▶ _WHAT IS EXPECTED_
Count the lines in the items below that contain the string "button", and give only that number.

▶ _RECORDED INFORMATION_
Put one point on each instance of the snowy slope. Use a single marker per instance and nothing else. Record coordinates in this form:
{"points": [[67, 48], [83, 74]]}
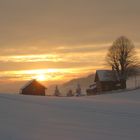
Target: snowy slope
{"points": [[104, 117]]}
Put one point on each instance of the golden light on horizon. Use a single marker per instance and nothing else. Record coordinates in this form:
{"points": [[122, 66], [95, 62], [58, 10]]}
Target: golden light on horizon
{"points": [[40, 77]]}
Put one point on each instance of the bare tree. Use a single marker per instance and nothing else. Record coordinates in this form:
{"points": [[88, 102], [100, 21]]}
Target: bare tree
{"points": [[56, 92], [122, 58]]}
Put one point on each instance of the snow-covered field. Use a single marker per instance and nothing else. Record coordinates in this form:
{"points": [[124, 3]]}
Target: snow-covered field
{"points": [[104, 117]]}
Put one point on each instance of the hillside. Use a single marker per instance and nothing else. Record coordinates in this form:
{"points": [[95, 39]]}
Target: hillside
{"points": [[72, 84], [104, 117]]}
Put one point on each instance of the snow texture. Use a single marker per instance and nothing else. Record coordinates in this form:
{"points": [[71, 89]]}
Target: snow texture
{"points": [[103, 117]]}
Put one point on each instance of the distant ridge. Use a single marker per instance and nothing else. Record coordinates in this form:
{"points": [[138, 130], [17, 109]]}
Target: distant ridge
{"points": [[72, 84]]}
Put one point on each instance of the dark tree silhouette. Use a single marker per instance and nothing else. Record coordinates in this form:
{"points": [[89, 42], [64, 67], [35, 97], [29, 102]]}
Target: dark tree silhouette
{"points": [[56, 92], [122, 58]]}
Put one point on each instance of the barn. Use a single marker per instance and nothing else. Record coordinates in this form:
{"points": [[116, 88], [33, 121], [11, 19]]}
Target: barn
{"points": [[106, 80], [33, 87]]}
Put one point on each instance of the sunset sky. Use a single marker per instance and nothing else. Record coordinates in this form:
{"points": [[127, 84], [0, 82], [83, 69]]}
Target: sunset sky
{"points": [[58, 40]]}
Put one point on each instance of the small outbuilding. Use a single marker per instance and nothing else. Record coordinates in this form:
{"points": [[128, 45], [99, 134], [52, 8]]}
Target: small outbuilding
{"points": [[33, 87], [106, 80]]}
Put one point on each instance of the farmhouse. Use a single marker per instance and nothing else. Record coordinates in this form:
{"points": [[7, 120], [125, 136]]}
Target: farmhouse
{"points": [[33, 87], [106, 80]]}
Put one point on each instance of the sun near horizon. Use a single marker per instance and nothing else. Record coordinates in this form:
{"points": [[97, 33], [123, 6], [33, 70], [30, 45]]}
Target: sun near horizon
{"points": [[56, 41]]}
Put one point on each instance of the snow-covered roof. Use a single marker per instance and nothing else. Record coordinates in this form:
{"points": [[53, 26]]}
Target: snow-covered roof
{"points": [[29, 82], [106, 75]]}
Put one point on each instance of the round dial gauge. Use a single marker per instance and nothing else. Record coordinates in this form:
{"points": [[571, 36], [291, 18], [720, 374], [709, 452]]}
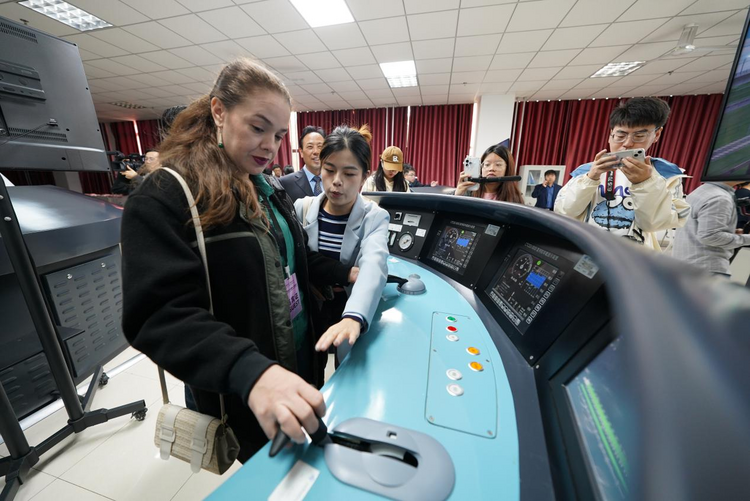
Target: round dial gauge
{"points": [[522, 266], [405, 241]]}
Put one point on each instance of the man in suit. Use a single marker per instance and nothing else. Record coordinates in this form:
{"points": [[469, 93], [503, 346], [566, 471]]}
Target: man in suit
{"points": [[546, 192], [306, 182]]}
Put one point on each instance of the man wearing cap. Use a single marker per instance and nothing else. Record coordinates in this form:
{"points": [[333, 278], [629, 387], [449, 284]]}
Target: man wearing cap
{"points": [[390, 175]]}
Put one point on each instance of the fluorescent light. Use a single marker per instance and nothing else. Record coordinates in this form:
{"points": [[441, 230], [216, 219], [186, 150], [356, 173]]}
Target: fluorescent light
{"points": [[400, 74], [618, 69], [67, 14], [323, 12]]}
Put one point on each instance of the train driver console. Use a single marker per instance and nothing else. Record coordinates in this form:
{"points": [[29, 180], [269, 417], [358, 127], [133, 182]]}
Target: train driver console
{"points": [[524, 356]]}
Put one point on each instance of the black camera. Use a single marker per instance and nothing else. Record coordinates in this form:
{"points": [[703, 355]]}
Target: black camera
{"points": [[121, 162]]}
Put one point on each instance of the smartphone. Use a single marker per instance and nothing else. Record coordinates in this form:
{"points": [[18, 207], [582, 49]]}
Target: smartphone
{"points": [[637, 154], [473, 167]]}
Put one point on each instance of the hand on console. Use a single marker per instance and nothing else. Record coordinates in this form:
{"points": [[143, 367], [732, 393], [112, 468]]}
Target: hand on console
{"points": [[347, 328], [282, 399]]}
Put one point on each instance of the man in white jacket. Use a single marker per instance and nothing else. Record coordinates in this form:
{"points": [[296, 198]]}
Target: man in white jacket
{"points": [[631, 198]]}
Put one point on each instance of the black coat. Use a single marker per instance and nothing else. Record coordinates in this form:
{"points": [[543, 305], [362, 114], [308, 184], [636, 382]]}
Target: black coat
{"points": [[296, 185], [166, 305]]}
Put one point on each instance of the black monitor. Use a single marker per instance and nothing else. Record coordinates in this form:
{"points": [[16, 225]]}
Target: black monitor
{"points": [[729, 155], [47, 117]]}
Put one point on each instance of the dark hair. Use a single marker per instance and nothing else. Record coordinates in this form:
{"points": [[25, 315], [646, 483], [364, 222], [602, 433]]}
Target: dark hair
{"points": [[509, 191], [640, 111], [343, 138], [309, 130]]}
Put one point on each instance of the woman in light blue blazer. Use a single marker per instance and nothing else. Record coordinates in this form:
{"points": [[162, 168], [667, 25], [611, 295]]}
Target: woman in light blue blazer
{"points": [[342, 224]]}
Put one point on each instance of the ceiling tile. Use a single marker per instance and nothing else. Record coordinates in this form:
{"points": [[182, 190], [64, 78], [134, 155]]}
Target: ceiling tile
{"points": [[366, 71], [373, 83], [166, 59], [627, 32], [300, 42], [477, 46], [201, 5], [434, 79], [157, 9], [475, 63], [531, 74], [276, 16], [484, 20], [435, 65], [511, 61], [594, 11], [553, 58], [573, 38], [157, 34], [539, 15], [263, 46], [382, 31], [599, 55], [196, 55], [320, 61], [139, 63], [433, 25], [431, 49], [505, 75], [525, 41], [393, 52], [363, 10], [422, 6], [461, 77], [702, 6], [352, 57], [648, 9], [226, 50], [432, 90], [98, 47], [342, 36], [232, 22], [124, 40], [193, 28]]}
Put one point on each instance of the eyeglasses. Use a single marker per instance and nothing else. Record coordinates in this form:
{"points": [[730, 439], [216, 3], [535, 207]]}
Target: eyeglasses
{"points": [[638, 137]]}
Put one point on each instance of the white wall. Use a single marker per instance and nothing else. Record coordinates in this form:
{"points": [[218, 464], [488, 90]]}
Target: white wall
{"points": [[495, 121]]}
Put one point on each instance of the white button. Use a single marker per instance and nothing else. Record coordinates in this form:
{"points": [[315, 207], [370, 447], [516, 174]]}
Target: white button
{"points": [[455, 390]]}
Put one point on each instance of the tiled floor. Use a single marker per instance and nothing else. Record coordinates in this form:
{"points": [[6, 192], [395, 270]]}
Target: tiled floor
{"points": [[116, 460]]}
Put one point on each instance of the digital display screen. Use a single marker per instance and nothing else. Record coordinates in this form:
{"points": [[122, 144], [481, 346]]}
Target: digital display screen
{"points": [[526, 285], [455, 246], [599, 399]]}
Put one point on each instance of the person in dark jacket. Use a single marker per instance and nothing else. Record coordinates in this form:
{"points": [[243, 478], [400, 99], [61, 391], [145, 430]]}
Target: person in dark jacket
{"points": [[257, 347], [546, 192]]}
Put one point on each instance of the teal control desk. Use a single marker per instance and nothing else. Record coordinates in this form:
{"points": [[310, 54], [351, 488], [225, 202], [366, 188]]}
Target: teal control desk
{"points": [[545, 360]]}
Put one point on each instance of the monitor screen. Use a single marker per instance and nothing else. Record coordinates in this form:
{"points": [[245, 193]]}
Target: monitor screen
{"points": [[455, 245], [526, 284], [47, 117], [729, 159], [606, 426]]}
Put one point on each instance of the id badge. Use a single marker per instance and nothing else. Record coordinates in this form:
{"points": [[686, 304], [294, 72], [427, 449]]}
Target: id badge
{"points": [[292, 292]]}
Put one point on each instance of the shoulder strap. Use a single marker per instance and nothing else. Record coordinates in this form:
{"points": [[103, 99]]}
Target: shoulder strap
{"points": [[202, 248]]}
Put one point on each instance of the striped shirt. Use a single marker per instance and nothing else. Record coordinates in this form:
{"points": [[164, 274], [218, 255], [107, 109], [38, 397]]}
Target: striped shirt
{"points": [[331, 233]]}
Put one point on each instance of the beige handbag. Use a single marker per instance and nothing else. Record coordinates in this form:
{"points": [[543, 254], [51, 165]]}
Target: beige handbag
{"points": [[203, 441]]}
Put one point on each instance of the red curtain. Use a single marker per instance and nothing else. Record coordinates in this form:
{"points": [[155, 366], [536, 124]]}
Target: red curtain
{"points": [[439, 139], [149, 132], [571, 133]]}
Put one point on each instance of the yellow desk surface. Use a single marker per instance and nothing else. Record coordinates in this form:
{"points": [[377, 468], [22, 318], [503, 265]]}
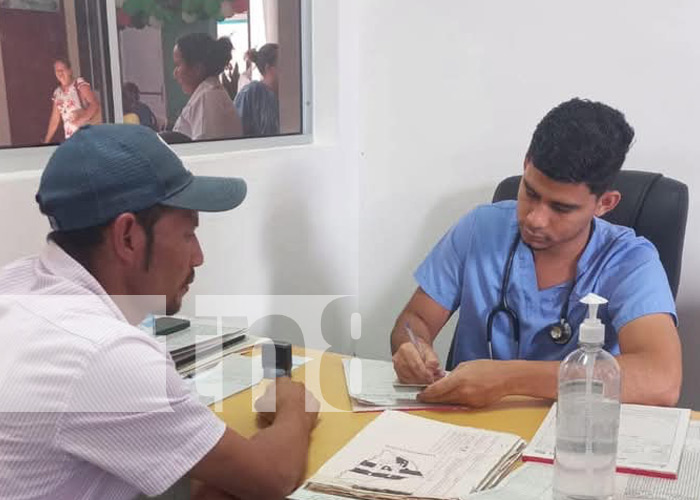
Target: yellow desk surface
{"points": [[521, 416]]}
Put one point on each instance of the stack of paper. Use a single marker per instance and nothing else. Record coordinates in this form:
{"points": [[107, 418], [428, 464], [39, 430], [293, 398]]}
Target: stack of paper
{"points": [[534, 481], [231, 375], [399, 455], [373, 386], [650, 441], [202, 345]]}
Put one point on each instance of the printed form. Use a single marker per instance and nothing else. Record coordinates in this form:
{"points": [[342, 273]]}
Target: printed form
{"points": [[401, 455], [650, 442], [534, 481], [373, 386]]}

* * *

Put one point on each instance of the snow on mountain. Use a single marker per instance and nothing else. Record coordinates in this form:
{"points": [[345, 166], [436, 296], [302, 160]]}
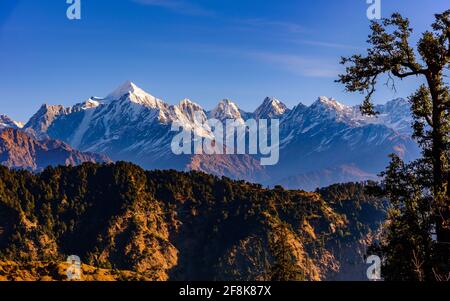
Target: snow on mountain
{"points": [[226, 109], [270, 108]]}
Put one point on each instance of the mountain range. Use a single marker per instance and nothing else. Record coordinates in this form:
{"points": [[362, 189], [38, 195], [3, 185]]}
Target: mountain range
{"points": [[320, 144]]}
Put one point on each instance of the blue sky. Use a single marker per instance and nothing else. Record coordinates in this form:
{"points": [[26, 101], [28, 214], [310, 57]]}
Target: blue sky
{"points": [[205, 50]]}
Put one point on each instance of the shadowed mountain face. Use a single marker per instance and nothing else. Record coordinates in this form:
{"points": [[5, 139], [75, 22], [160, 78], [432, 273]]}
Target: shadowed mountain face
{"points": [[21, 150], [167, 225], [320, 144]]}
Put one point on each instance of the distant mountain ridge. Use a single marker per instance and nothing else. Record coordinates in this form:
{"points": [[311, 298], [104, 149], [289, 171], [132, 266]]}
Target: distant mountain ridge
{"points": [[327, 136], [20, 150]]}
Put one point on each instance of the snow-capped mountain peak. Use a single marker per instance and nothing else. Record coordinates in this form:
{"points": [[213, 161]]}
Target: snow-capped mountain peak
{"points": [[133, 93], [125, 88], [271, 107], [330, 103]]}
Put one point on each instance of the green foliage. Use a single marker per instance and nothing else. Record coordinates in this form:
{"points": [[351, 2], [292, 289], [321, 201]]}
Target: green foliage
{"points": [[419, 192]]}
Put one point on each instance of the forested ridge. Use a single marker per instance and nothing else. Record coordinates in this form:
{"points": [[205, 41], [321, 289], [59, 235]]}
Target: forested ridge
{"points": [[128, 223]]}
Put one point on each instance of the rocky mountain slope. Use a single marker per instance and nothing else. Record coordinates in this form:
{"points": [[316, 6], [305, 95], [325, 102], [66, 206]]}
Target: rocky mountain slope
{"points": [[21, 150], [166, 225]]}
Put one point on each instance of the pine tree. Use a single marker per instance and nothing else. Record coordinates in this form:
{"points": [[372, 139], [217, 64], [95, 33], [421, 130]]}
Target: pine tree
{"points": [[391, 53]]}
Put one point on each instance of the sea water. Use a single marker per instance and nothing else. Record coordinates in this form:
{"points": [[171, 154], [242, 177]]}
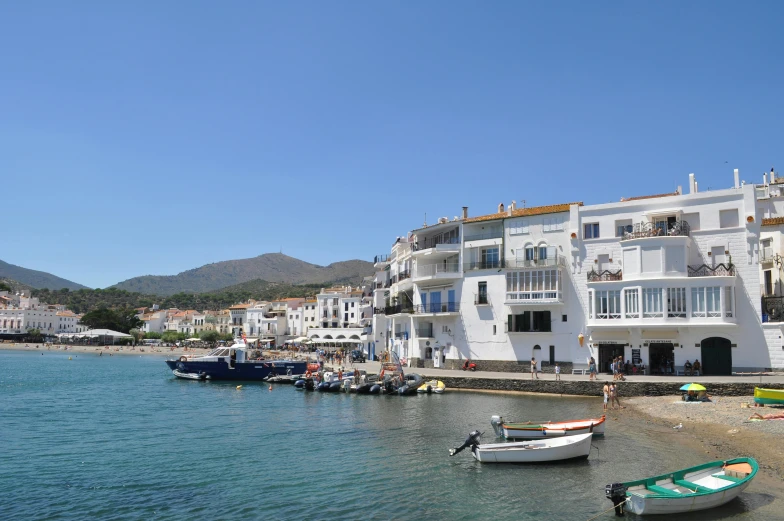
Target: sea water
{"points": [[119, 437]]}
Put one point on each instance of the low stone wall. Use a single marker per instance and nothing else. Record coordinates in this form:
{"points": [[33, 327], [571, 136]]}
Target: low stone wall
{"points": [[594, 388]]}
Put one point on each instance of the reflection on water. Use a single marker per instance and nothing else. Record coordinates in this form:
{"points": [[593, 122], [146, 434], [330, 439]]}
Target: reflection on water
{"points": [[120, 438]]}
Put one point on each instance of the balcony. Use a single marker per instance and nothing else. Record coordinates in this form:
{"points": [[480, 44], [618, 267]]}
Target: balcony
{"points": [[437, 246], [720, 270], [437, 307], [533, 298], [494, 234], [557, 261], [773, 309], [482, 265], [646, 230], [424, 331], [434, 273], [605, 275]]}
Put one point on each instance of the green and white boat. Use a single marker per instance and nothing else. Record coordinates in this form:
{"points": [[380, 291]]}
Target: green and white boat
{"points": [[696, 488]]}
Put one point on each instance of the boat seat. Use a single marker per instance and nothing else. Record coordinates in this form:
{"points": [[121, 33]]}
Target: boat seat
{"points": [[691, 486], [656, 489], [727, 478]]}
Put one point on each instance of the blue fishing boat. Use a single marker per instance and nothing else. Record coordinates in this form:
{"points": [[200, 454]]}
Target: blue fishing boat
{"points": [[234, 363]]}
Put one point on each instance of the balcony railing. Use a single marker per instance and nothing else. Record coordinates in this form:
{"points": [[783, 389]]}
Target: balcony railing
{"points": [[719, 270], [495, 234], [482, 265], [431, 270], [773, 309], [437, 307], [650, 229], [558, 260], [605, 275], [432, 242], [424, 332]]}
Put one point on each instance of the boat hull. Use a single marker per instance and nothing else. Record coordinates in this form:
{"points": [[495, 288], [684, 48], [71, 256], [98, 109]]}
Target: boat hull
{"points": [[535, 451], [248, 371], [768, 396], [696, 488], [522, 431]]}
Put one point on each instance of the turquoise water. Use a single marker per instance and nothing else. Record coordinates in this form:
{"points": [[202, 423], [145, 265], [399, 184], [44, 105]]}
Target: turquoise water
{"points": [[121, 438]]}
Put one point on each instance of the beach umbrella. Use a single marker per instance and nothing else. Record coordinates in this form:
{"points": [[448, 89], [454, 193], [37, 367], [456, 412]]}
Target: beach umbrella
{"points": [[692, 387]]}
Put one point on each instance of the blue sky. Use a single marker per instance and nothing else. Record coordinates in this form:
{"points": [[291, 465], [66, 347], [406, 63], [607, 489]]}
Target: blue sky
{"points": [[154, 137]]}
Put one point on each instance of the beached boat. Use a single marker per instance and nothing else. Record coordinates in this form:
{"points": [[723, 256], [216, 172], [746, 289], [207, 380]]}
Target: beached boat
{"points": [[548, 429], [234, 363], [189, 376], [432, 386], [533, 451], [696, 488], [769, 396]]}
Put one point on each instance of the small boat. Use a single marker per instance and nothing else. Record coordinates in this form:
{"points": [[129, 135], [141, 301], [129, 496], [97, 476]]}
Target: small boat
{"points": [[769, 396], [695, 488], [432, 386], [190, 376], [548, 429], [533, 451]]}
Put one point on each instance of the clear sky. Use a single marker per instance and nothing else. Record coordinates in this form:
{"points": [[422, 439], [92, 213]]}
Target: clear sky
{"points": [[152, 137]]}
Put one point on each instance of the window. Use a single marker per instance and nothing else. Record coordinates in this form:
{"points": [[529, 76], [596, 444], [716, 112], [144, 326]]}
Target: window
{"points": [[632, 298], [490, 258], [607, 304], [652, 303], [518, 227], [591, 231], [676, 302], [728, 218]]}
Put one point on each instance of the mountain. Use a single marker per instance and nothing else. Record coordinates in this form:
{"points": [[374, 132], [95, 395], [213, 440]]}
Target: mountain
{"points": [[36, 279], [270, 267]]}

▶ _FINAL RESULT_
2